-- Begin --

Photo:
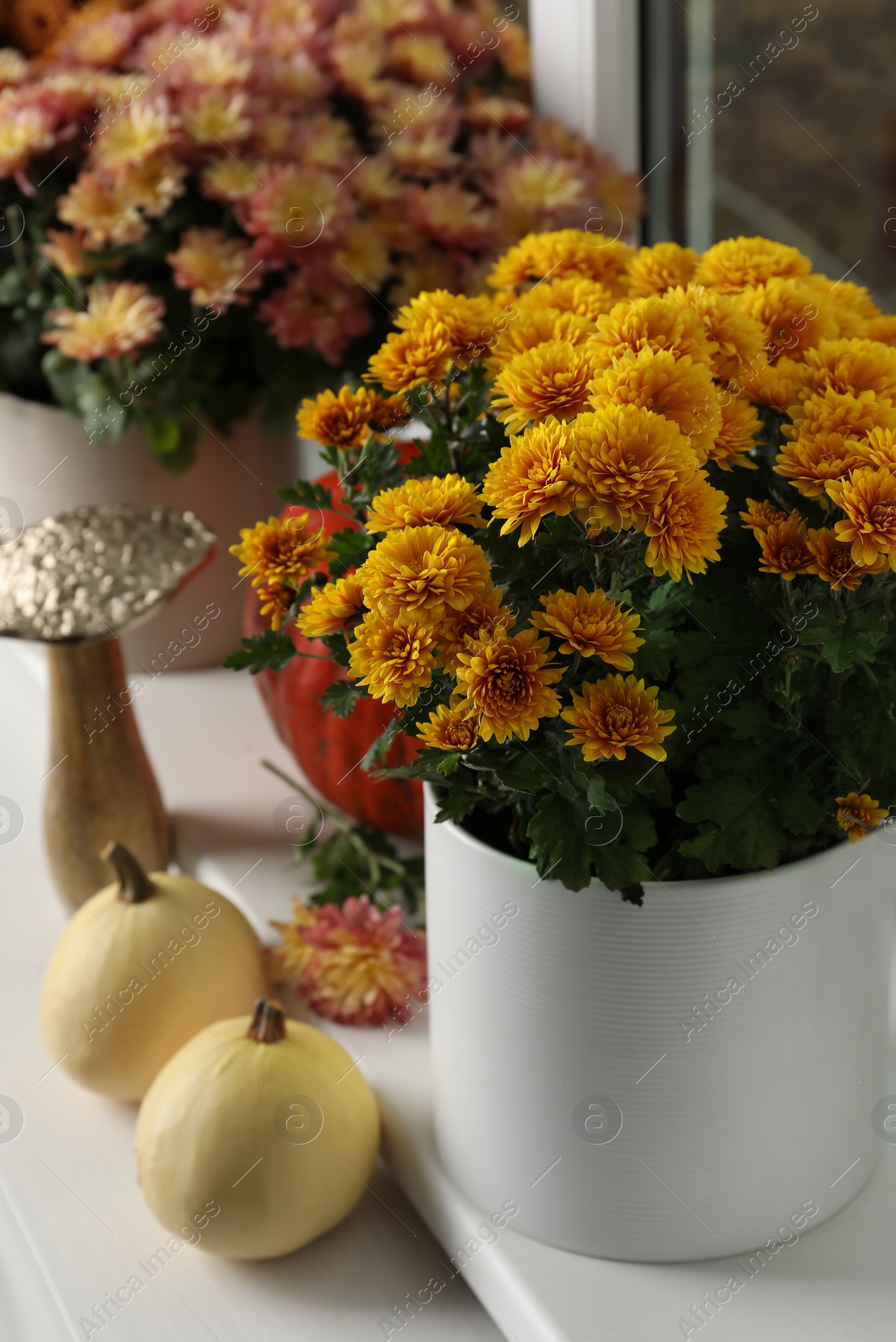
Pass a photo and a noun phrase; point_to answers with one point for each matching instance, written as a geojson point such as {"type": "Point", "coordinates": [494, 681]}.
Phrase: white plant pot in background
{"type": "Point", "coordinates": [49, 466]}
{"type": "Point", "coordinates": [581, 1070]}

-- End --

- [Exercise description] Turn every line of the records into a Markdown table with two columns, "Row" for the row number and "Text" for the line. Skip blank lines and leave the pictures out.

- [Full response]
| Row | Text |
|---|---|
| 1 | Photo: |
| 2 | Pass a photo and a noun phrase; point_to answers with one point for each matching instance, written as a geojson point such as {"type": "Point", "coordinates": [494, 681]}. |
| 3 | Phrase: white plant pot in background |
| 4 | {"type": "Point", "coordinates": [49, 466]} |
| 5 | {"type": "Point", "coordinates": [581, 1070]} |